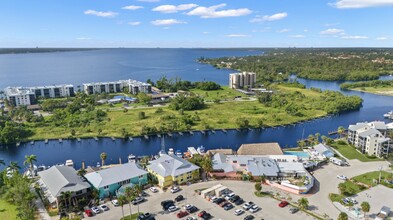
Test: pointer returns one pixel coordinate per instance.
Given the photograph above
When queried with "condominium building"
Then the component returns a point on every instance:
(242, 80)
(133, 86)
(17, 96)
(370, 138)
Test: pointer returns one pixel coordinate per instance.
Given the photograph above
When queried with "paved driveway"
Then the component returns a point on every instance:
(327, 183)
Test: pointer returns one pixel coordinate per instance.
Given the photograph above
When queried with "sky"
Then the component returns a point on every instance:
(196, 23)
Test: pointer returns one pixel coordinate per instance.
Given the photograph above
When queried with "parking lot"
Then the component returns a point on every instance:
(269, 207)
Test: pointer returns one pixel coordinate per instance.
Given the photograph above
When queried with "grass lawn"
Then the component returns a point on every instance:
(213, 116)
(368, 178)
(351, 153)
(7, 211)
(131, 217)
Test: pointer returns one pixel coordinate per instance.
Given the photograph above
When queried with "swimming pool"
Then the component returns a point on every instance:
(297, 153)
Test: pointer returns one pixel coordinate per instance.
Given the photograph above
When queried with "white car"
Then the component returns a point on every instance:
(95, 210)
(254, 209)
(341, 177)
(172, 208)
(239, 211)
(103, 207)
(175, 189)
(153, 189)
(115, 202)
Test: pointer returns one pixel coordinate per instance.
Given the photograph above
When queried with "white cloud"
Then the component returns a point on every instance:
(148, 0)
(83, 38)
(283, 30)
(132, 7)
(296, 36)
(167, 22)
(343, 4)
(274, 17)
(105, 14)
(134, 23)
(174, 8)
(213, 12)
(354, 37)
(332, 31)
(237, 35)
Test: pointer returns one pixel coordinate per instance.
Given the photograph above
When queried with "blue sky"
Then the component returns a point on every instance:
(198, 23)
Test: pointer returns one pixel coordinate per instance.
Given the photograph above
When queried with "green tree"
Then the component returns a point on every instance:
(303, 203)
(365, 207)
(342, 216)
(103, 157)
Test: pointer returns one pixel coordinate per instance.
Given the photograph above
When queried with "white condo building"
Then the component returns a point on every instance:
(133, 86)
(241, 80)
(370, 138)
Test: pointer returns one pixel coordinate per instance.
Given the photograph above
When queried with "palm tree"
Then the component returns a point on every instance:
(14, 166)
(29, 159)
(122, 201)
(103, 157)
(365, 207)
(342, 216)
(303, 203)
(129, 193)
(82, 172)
--- --- ---
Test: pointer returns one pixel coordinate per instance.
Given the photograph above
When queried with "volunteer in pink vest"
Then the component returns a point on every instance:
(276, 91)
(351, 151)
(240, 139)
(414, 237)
--- --- ---
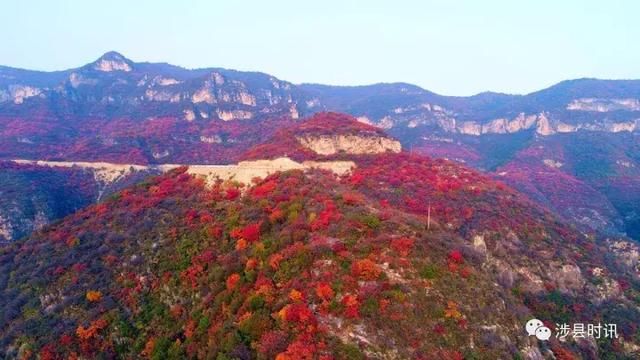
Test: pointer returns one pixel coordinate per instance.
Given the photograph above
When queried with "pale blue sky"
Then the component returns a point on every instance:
--- --- ---
■ **Task description**
In the records above, find each line that holds the word "blue"; copy all such lines.

■ **Final answer**
When queried with "blue sky"
When queried with "pale blue sky"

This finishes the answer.